Извлечённый текст:
*****

Однажды в Мерано, в час, когда проходила встреча с Анатолием Карповым, меня пригласили к телефону: друзья из «Комсомольской правды» попросили сделать репортаж «в номер», дав на размышления тридцать минут. Цейтноты бывают не только у шахматистов, сказал я себе, тяжело вздохнул и, взглянув на большие настенные часы, начал обдумывать первый ход. Минуты бежали, ход не приходил. Когда «упал флажок», а говоря иными словами, раздался — минута в минуту — звонок из редакции, я сделал то, на что не имеет права шахматист, попросил дополнительные полчаса. Теперь тяжело вздохнули уже на том конце провода.
И вдруг я вспомнил об одной сувенирной открытке, лежавшей в моем кармане. Я только что получил ее от Анатолия Евгеньевича; на ней были добрые слова, адресованные Григорию Трофимовичу Руденко.
О напутствии старого солдата чемпиону и об ответе чемпиона я и рассказал в репортаже.
Необыкновенной судьбой танкиста заинтересовались многие читатели. В редакцию начали приходить письма от однополчан и земляков Григория Трофимовича, просто от любителей шахмат, адресовавших ему теплые слова.
Когда мы встретились с ним в Москве и я передал ему сувенир из Мерано, показалось, что помолодел добрый мой товарищ. Вовсе не ради красного словца и не для того, чтобы нарисовать сентиментальную картину, пишу я «помолодел». Подумал я грешным делом, зря, зря скупимся мы порой на доброе слово, посмотрите, что может оно с человеком сделать.

*****

Сохранённые записи:
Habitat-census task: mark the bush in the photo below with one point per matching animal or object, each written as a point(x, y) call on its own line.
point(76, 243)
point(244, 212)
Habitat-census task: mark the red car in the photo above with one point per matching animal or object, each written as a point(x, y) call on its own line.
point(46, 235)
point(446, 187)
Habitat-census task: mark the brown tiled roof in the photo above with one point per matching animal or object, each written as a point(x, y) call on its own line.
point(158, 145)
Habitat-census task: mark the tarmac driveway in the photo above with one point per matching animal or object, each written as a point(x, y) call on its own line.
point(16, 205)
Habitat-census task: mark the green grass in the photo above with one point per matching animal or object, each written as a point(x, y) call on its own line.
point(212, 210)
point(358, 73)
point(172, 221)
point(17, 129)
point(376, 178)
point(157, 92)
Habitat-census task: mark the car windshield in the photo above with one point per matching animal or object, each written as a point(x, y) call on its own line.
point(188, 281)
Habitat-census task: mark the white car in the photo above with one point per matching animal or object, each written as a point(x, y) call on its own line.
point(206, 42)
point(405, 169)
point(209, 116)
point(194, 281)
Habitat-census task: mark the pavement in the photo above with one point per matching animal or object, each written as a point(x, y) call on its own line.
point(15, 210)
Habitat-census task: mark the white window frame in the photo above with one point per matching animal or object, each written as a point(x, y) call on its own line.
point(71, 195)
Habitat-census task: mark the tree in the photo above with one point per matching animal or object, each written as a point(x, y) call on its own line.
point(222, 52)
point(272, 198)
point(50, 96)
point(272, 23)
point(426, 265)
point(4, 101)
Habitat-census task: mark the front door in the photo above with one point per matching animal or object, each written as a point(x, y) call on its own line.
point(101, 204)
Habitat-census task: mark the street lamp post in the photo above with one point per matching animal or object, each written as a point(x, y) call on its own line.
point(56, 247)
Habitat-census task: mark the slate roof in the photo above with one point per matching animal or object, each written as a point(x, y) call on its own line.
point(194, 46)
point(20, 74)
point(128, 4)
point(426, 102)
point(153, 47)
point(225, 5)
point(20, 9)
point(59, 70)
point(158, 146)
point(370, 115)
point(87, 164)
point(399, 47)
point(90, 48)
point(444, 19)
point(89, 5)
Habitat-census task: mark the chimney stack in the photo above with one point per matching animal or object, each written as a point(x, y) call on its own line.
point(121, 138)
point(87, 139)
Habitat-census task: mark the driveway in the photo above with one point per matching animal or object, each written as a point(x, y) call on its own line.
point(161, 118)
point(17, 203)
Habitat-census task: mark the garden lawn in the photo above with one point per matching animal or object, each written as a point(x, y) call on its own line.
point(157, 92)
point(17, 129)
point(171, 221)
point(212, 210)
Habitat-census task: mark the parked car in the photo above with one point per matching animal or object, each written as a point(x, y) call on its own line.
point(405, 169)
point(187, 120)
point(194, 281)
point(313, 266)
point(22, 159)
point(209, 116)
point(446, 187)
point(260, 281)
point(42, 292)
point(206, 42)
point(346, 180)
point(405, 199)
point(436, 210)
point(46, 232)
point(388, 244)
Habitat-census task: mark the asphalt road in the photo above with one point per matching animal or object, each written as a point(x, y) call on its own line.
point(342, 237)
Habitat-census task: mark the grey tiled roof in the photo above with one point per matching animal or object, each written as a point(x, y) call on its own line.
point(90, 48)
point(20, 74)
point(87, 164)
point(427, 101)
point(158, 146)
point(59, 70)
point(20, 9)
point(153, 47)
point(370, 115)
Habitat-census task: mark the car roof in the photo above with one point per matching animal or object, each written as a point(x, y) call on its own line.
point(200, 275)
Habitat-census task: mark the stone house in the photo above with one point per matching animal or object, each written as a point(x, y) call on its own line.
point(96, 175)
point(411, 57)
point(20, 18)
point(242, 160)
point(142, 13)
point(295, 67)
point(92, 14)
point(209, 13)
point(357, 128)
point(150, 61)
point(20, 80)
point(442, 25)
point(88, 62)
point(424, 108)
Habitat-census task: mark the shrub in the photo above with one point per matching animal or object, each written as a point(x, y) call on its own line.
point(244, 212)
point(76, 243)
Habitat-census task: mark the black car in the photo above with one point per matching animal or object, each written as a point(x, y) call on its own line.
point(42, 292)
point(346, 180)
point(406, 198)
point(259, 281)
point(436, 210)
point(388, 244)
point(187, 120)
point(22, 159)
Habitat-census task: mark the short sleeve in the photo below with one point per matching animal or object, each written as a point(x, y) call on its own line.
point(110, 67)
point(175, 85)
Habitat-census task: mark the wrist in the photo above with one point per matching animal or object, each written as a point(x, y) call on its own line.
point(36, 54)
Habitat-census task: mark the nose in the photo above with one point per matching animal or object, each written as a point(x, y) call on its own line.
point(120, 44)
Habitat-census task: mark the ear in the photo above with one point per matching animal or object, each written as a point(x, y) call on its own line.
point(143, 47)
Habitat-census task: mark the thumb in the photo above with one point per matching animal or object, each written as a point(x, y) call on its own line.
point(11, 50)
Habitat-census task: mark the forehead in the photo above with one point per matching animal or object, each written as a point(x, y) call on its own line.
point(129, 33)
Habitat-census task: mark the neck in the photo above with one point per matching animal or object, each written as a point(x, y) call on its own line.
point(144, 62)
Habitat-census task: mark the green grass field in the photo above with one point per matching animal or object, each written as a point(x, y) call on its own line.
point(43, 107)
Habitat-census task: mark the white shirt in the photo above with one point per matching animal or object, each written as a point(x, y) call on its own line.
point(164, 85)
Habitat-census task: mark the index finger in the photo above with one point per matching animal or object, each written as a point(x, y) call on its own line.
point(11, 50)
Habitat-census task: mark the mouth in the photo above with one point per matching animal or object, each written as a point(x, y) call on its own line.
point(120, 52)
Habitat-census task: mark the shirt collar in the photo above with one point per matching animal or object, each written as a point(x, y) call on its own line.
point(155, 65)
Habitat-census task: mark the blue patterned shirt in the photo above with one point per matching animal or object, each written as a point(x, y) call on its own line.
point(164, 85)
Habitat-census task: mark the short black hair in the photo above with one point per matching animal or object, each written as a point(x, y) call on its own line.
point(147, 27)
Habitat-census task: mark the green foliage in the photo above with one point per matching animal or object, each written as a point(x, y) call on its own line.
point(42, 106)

*****

Порядок выполнения:
Перепечатайте, пожалуйста, целиком текст о репортаже из Мерано, не меняя в нём ни слова.

Итог упражнения:
Однажды в Мерано, в час, когда проходила встреча с Анатолием Карповым, меня пригласили к телефону: друзья из «Комсомольской правды» попросили сделать репортаж «в номер», дав на размышления тридцать минут. Цейтноты бывают не только у шахматистов, сказал я себе, тяжело вздохнул и, взглянув на большие настенные часы, начал обдумывать первый ход. Минуты бежали, ход не приходил. Когда «упал флажок», а говоря иными словами, раздался — минута в минуту — звонок из редакции, я сделал то, на что не имеет права шахматист, попросил дополнительные полчаса. Теперь тяжело вздохнули уже на том конце провода.
И вдруг я вспомнил об одной сувенирной открытке, лежавшей в моем кармане. Я только что получил ее от Анатолия Евгеньевича; на ней были добрые слова, адресованные Григорию Трофимовичу Руденко.
О напутствии старого солдата чемпиону и об ответе чемпиона я и рассказал в репортаже.
Необыкновенной судьбой танкиста заинтересовались многие читатели. В редакцию начали приходить письма от однополчан и земляков Григория Трофимовича, просто от любителей шахмат, адресовавших ему теплые слова.
Когда мы встретились с ним в Москве и я передал ему сувенир из Мерано, показалось, что помолодел добрый мой товарищ. Вовсе не ради красного словца и не для того, чтобы нарисовать сентиментальную картину, пишу я «помолодел». Подумал я грешным делом, зря, зря скупимся мы порой на доброе слово, посмотрите, что может оно с человеком сделать.